### Task directions
Render the material below as a JSON list of strings, with one string for each line and blank lines omitted.

Records of labeled boxes:

....

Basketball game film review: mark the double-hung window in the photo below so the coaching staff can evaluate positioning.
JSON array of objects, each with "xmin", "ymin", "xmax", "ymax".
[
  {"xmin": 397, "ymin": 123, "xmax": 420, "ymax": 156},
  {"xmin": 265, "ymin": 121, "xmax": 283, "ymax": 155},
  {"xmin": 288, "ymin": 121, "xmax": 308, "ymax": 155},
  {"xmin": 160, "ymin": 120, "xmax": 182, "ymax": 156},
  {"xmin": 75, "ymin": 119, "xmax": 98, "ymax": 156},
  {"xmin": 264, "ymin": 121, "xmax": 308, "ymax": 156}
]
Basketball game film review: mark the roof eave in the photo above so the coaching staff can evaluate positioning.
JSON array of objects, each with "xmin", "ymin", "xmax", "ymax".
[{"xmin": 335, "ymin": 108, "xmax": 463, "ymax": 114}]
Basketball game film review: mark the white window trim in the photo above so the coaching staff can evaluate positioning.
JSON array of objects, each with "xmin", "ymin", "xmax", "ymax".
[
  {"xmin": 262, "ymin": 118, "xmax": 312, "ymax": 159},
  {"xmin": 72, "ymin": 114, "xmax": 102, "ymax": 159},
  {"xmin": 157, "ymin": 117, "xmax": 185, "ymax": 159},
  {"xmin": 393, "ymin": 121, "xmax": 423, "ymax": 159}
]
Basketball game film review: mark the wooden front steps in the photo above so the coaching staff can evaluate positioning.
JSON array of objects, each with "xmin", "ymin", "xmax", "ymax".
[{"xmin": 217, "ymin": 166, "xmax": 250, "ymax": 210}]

....

### Written response
[
  "Basketball game film review: mark the double-hung window in the photo below so the coaching staff can evaluate positioning.",
  "JSON array of objects, each with \"xmin\", \"ymin\", \"xmax\", \"ymax\".",
  "[",
  "  {\"xmin\": 397, \"ymin\": 123, \"xmax\": 420, \"ymax\": 156},",
  "  {\"xmin\": 265, \"ymin\": 121, \"xmax\": 283, \"ymax\": 155},",
  "  {\"xmin\": 288, \"ymin\": 121, \"xmax\": 308, \"ymax\": 155},",
  "  {\"xmin\": 160, \"ymin\": 120, \"xmax\": 182, \"ymax\": 156},",
  "  {\"xmin\": 75, \"ymin\": 119, \"xmax\": 98, \"ymax\": 156},",
  "  {\"xmin\": 264, \"ymin\": 121, \"xmax\": 308, \"ymax\": 156}",
  "]",
  "Basketball game film review: mark the roof eave in the photo above so the coaching staff can evaluate positioning.",
  "JSON array of objects, each with \"xmin\", \"ymin\", \"xmax\", \"ymax\".",
  "[{\"xmin\": 335, \"ymin\": 108, \"xmax\": 463, \"ymax\": 114}]",
  "Basketball game film review: mark the white window trim in the photo above so the coaching staff can evaluate positioning.",
  "JSON array of objects, each with \"xmin\", \"ymin\", \"xmax\", \"ymax\".",
  "[",
  "  {\"xmin\": 262, \"ymin\": 118, \"xmax\": 312, \"ymax\": 159},",
  "  {\"xmin\": 72, \"ymin\": 114, \"xmax\": 102, \"ymax\": 159},",
  "  {\"xmin\": 157, \"ymin\": 117, \"xmax\": 185, \"ymax\": 159},",
  "  {\"xmin\": 393, \"ymin\": 121, \"xmax\": 423, \"ymax\": 159}",
  "]",
  "Basketball game film review: mark the wooden front steps in the photo above so the coaching staff can evaluate positioning.",
  "JSON array of objects, each with \"xmin\", \"ymin\", \"xmax\", \"ymax\".",
  "[{\"xmin\": 217, \"ymin\": 166, \"xmax\": 250, \"ymax\": 210}]"
]